(PAGE EXTRACT begins)

The present-day geographical region of Calenberg Land roughly corresponds to the Germanic area of Marstemgau which was ruled by the House of Billung in the Early Middle Ages. In the 12th century various fiefdoms emerged that were exploited by noble families from the region who were enfeoffed by the bishops of Minden and Hildesheim. These were the counts of Wölpe (Nienburg/Weser), of Roden (Wunstorf), of Schaumburg, of Schwalenberg (Barsinghausen), of Spiegelberg (Lauenstein) and of Hallermund (Springe). At that time the counts founded a number of abbeys, including Mariensee, Marienwerder, Barsinghausen, Wennigsen and Wülfinghausen. In the 13th century the House of Welf gained the upper hand in Calenberg Land, although it was not called that. They bought out the counts and their estates or defeated their feudal heads in the shape of the bishops of Hildesheim and Minden. In the 13th century the Welfs built the water castle of Calenberg south of Hanover in the vicinity of the Leine. Out of that emerged the Welf sub-principality of Calenberg.

In this way the land ruled by the Principality of Calenberg emerged, which was formerly much larger than the Calenberg Land is today. In the 15th century it stretched as far north as Nienburg/Weser and as far southwest as Hamelin. In 1495 the Principality of Calenberg was united with the Principality of Göttingen to become the Principality of Calenberg-Göttingen.

In 1519, during the Hildesheim Feud (Hildesheimer Stiftsfehde), there was serious devastation in the region. A map published in 1590 depicts almost all the settlements in the Calenberg Land as burning. In 1542 the area became Lutheran thanks to the work of the widowed duchess, Elisabeth of Brandenburg (1510–1558), and Anton Corvinus carried out the Reformation at her request. An attempt to re-catholicise the area by Eric II, Duke of Calenberg during the Schmalkaldic War failed due to popular resistance.

(PAGE EXTRACT ends)
(LISTED RECORDS begins)

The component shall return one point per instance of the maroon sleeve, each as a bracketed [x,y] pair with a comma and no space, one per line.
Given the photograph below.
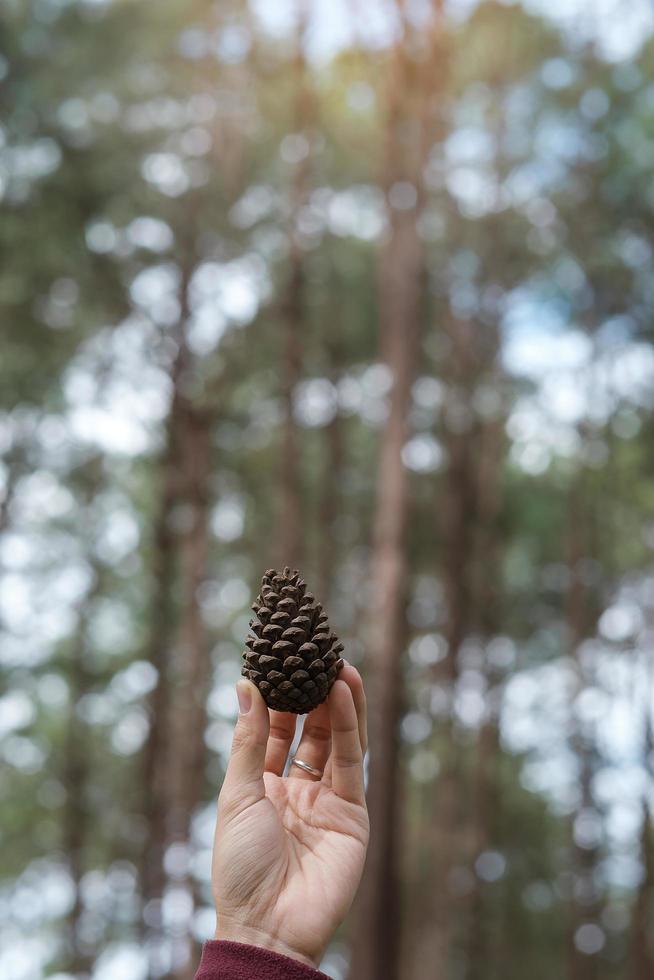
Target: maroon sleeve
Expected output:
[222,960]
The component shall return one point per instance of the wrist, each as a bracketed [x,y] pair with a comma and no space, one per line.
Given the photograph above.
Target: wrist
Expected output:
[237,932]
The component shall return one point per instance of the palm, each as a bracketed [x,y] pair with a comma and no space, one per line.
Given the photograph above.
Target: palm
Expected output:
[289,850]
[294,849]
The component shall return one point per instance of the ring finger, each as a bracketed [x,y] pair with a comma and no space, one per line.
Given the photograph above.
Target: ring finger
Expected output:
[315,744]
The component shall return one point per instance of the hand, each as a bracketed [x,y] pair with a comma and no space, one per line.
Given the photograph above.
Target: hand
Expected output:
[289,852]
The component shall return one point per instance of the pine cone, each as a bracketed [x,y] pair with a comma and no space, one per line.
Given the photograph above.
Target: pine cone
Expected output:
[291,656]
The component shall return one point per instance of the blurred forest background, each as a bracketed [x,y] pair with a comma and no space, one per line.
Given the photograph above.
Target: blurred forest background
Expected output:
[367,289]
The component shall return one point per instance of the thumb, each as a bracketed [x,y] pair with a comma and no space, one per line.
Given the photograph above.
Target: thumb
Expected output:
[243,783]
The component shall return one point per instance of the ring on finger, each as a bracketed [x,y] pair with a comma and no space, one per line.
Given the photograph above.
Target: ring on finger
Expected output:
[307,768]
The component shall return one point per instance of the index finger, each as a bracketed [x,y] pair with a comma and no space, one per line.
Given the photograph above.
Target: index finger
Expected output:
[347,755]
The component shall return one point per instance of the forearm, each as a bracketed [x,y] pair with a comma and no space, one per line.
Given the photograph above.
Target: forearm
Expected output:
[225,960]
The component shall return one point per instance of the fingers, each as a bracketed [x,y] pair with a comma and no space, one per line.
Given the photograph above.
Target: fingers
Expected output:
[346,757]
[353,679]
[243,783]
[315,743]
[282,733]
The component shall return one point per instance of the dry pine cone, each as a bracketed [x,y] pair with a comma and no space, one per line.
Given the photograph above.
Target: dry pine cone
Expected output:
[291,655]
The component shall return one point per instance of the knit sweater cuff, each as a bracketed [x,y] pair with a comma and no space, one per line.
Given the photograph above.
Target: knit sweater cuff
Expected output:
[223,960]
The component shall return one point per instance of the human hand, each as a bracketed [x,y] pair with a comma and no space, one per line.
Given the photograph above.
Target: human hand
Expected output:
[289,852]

(LISTED RECORDS ends)

* [ACTIVITIES]:
**a)** In the Calenberg Land text, which abbeys does it say the counts founded?
**b)** According to the Calenberg Land text, why did the attempt by Eric II, Duke of Calenberg, to re-catholicise the area fail?
**c)** Please rewrite the Calenberg Land text's paragraph beginning "In this way the land ruled" as a short list that keeps its main facts.
Answer using only the Calenberg Land text.

* [ANSWERS BY ITEM NUMBER]:
**a)**
- Mariensee
- Marienwerder
- Barsinghausen
- Wennigsen
- Wülfinghausen

**b)** The attempt, made during the Schmalkaldic War, failed because of popular resistance.

**c)**
- The Principality of Calenberg arose in this way and was once much larger than today's Calenberg Land.
- In the 15th century it reached north to Nienburg/Weser and southwest to Hamelin.
- In 1495 it was united with the Principality of Göttingen to form the Principality of Calenberg-Göttingen.